Reproduce every one of the records below verbatim, leaving out the pictures.

==== DATA FOR THE TASK ====

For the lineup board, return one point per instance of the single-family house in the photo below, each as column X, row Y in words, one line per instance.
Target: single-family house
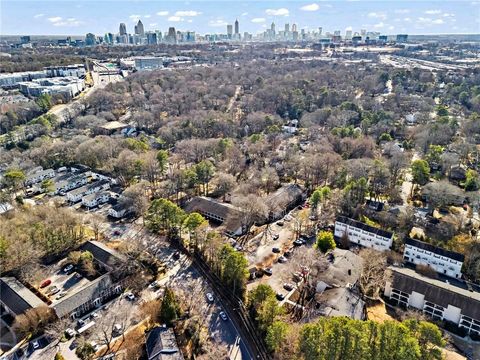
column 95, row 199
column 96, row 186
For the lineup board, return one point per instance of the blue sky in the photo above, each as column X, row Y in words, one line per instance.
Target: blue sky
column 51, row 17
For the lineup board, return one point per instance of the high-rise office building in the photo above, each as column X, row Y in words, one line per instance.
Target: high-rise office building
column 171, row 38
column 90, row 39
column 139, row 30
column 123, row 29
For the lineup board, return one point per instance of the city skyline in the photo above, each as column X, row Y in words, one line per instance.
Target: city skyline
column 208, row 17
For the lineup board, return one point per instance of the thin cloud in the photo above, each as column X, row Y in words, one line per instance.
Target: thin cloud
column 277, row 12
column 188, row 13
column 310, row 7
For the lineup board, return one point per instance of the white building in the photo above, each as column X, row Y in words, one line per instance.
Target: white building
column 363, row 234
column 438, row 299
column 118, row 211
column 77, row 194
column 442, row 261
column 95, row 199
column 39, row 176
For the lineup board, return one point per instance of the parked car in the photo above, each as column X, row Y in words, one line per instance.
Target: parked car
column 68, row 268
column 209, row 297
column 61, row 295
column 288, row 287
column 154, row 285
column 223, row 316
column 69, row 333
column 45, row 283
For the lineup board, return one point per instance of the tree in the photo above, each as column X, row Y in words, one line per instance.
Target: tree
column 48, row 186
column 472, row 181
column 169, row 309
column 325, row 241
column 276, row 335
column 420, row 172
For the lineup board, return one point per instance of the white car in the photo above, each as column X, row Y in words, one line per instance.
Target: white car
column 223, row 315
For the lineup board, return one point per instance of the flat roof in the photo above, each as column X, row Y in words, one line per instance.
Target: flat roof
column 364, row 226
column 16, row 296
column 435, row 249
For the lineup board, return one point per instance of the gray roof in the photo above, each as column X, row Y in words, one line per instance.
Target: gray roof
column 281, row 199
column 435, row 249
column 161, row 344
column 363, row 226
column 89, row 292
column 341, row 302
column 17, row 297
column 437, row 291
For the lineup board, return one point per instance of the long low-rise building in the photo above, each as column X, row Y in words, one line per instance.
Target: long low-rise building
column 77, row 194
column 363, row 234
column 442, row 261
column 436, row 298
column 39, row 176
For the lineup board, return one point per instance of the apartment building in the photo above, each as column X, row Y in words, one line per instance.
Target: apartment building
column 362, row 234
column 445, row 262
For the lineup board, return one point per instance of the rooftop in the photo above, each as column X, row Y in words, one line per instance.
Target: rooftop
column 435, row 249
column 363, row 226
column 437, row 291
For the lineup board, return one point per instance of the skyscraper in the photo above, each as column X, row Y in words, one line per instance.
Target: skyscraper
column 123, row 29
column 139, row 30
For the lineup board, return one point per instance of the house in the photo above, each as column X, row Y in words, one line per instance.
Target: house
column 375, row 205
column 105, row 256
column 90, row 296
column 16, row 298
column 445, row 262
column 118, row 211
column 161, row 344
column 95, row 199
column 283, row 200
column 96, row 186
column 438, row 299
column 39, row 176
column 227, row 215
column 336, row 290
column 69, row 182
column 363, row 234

====

**WRITTEN SOLUTION:**
For the lineup board, return one point per instance of the single-family house in the photo below, each as column X, row Y in words, one line per instance.
Target: single-family house
column 95, row 199
column 96, row 186
For the lineup board, return one point per instance of the blue sky in the photo above, each as column X, row Y in words, one line per instance.
Target: blue sky
column 51, row 17
For the lineup board, return one point per instance of the high-rise office building in the photo above, each as column X, row Y in words, one line per instance.
Target: high-rise office building
column 171, row 38
column 90, row 39
column 139, row 30
column 123, row 29
For the lineup board, return one point per instance of the city skyline in the photo above, each as column X, row Y in words, one line per instance.
Target: city skyline
column 208, row 17
For the lineup board, return one point per instance of the thin cloud in the photo above, each as column X, row Y in words, one line per instance.
Target: thin cloud
column 277, row 12
column 188, row 13
column 310, row 7
For the lineup board, return one point per instance of the white building in the photo above, each as column X, row Y in words, one line per instance.
Target: white building
column 363, row 234
column 438, row 299
column 118, row 211
column 77, row 194
column 442, row 261
column 95, row 199
column 39, row 176
For the lineup board, return one point per instance of the parked car in the photo above, each as column X, row Y in words, one line per instance.
Target: parked car
column 68, row 268
column 209, row 297
column 61, row 295
column 288, row 287
column 154, row 285
column 223, row 316
column 69, row 333
column 45, row 283
For the lineup board, return one point per instance of the tree in the photo above, each as column X, row Y in words, one line per instance.
Target: tree
column 48, row 186
column 472, row 181
column 169, row 309
column 325, row 241
column 276, row 335
column 420, row 172
For the lineup board, return one point per instance of the white car in the photo above, each as column X, row Y in words, one line per instance.
Target: white car
column 223, row 315
For the lineup board, return one point per instance of the flat roof in the photo above, each as column X, row Y in words, one line per instance.
Target: flat roof
column 364, row 226
column 16, row 296
column 435, row 249
For the lineup board, return one point per instance of the gray roof in the photo above, each as column X, row Y in words, one line per instance.
Target: gray roof
column 281, row 199
column 435, row 249
column 161, row 344
column 363, row 226
column 89, row 292
column 341, row 302
column 17, row 297
column 437, row 291
For the lineup board, return one point per instance of the long low-rise building in the photo above, each as column X, row Y in words, one line per instance.
Target: long low-rise building
column 77, row 194
column 363, row 234
column 442, row 261
column 436, row 298
column 39, row 176
For the lineup board, return one point per instance of the apartment building in the photo above, each as column X, row Y in words, one line per instance.
Target: apartment building
column 362, row 234
column 445, row 262
For the lineup board, return one point per instance of the rooftop in the photo above, each as column X, row Y in words, one line per instance.
Target: rooftop
column 435, row 249
column 363, row 226
column 437, row 291
For the lineup board, return one point per instance of the skyscraper in the photo above, each as column X, row Y in words, one line per instance.
Target: skyscraper
column 123, row 29
column 139, row 30
For the lineup board, return one point per instance of the house in the photo above, each as column X, row Y in words, one line per instance.
Target: house
column 375, row 205
column 105, row 256
column 90, row 296
column 16, row 298
column 445, row 262
column 118, row 211
column 161, row 344
column 95, row 199
column 283, row 200
column 96, row 186
column 438, row 299
column 39, row 176
column 227, row 215
column 336, row 290
column 69, row 182
column 363, row 234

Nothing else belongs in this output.